● TASK INSTRUCTIONS
Could you set down the material below line for line, with nothing changed?

● DATA LINES
================================
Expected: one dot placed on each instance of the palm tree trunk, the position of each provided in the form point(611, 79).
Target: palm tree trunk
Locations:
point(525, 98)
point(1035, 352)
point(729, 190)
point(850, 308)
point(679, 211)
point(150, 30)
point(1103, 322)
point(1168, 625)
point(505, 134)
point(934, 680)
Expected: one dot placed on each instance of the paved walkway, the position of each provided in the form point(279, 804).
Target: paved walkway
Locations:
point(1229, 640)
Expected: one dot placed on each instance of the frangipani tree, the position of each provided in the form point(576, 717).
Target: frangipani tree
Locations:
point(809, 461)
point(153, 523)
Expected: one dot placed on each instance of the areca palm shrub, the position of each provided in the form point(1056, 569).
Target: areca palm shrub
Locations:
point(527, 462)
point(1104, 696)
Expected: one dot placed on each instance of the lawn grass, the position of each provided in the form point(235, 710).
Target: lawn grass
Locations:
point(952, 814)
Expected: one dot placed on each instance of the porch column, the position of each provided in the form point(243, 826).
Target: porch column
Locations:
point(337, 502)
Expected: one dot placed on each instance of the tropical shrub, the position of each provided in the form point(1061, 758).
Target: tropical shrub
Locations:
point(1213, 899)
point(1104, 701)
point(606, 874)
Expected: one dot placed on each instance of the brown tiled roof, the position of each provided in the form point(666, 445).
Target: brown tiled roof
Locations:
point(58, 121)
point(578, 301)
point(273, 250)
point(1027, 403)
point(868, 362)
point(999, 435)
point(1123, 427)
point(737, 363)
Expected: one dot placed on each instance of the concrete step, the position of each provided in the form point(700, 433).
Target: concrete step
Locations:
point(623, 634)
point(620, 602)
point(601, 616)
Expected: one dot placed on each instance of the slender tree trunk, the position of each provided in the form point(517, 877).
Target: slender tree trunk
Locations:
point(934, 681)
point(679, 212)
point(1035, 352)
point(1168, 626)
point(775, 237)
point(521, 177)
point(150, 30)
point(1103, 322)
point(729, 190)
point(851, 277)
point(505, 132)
================================
● EXERCISE RESULT
Expected: one dot placed on each instance of the palm tree trunk, the position of each provided in the form point(611, 79).
Target: palm tree trunk
Locations:
point(525, 98)
point(1035, 352)
point(729, 190)
point(850, 308)
point(679, 211)
point(150, 30)
point(1103, 322)
point(1168, 625)
point(505, 134)
point(934, 680)
Expected: one dot placed on each instance of the paved walkway, the position of each provided in the form point(279, 804).
Target: paved walkway
Locations:
point(1229, 640)
Expected: one dot placed on each instance of the frangipani tree, the position of each provided in the form point(576, 717).
Target: frangipani tree
Locations:
point(809, 461)
point(153, 523)
Expected: one dot placed on each instance of the areca palm shrub, the position of each provided in the form point(1056, 569).
Target: areca palm shrub
Locations:
point(527, 462)
point(1104, 696)
Expected: one dot placed on each instance of the lawn grass, the position of each provided in the form point(235, 710).
Target: lawn grass
Locations:
point(952, 814)
Expected: one dot placed on each instance of the porch column, the position of each provided in the form point(243, 826).
Target: porch column
Locations:
point(337, 502)
Expected: one dot placed on each instance of the tropical shrub, the position of each provided in the form point(1061, 758).
Target: tropical shrub
Locations:
point(1213, 899)
point(1104, 701)
point(606, 874)
Expected: one dot placed on each instance of the brown tiled roof, the position of each provided in the form point(666, 445).
Target: brown tiled roof
Locations:
point(58, 121)
point(578, 301)
point(273, 250)
point(1027, 403)
point(868, 362)
point(999, 435)
point(1123, 427)
point(737, 363)
Expected: one dot placed on each instance of the concrete step, the position of each provided in the form point(700, 433).
Target: concrete step
Locations:
point(623, 634)
point(620, 602)
point(601, 616)
Expected: one dot placed on each instance of the slender tree trunk, the position of each provided in the form point(517, 877).
Target: slender tree trunk
Locations:
point(934, 681)
point(679, 212)
point(1035, 352)
point(1168, 626)
point(775, 237)
point(521, 177)
point(150, 30)
point(1103, 322)
point(729, 190)
point(851, 277)
point(505, 132)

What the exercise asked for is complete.